▸ TRECHO CITADO:
F.C.: Enquanto presidente da União Africana, disse, há alguns dias, em relação à transição política no Chade, que essa transição tinha realmente de ser resolvida, a fim de manter a estabilidade no país.

F.T.: A solução encontrada – que não veio de nós, mas dos próprios chadianos – foi uma solução militar. Para mim, a partir do momento em que haja estabilidade… Eu estive em N’Djamena, no funeral do Presidente Deby, vi que o país estava estável, as pessoas estavam calmas.

Havendo estabilidade, tudo bem. Mas não lhes estamos a dar um cheque em branco. Dizemos isto, porque eles próprios disseram que vai haver eleições dentro de 18 meses e desejamos que esta transição seja o mais inclusiva possível, para eliminar qualquer possibilidade de alguém dizer “eu fui excluído, por isso vou resolver o meu destino pegando em armas”.

Assim, se todos estiverem envolvidos, se todos acompanharem esta transição, teremos eleições livres, democráticas e transparentes. Esperamos, pelo menos, que assim seja, e nesse momento, o país regressará a uma estabilidade definitiva.

F.C.: A República Democrática do Congo espera estar representada no Conselho de Segurança da ONU?

F.T.: Sim, claro, temos a ambição levar a nossa voz ao Conselho da ONU. E acredito ser uma oportunidade – agora que também temos a União Africana – de sermos ouvidos nas Nações Unidas.

▸ DADOS FORNECIDOS:
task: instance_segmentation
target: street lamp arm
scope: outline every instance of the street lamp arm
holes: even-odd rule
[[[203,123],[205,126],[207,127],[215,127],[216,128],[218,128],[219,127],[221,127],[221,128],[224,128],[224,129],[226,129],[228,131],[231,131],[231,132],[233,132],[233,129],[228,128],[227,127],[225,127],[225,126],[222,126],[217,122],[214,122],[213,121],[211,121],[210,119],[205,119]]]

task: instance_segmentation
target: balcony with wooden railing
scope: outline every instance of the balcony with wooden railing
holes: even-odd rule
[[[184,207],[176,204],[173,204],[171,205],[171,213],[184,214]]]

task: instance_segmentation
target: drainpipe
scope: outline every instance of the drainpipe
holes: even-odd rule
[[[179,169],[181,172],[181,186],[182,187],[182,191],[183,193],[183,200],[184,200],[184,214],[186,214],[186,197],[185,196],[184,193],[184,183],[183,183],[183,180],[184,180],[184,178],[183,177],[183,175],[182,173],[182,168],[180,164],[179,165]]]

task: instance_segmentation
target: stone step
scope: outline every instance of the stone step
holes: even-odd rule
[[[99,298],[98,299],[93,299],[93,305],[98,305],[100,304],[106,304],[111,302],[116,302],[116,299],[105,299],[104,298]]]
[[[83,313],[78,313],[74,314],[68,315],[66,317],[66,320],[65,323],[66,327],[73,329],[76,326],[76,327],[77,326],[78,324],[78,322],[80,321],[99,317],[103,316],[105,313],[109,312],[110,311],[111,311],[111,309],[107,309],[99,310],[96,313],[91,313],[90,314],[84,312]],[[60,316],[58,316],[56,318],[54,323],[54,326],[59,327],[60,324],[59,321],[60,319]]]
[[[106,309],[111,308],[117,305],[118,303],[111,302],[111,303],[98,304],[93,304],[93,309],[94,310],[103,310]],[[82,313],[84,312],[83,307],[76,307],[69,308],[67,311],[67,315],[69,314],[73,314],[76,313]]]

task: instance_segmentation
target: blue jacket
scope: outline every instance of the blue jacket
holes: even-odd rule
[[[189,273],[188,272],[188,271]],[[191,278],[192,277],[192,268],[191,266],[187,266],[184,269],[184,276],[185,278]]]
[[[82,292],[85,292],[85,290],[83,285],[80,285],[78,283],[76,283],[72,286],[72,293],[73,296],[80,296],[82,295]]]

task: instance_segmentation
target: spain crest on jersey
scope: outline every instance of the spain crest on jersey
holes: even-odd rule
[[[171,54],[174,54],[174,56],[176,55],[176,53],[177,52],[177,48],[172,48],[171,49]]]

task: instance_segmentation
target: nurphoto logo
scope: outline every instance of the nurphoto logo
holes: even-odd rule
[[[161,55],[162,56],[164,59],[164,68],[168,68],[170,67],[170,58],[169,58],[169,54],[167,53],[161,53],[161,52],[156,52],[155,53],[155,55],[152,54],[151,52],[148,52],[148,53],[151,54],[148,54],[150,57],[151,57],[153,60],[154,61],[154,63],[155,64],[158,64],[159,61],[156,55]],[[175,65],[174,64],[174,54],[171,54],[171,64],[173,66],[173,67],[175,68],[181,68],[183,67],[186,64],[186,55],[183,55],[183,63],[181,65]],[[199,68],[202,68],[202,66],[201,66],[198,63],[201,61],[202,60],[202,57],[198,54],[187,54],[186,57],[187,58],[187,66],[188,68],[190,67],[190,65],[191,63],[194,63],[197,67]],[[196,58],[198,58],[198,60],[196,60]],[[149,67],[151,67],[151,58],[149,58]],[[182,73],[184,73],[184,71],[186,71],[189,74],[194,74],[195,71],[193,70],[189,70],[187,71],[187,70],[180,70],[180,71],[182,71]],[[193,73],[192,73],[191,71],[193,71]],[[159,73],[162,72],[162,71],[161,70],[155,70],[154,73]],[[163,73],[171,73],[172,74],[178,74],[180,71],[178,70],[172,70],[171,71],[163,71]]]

▸ TRABALHO PEDIDO: Reproduza, por favor, sem qualquer alteração, a parte da entrevista que começa em "Havendo estabilidade, tudo" e segue até "uma estabilidade definitiva.".

▸ CAMPO DE RESPOSTA:
Havendo estabilidade, tudo bem. Mas não lhes estamos a dar um cheque em branco. Dizemos isto, porque eles próprios disseram que vai haver eleições dentro de 18 meses e desejamos que esta transição seja o mais inclusiva possível, para eliminar qualquer possibilidade de alguém dizer “eu fui excluído, por isso vou resolver o meu destino pegando em armas”.

Assim, se todos estiverem envolvidos, se todos acompanharem esta transição, teremos eleições livres, democráticas e transparentes. Esperamos, pelo menos, que assim seja, e nesse momento, o país regressará a uma estabilidade definitiva.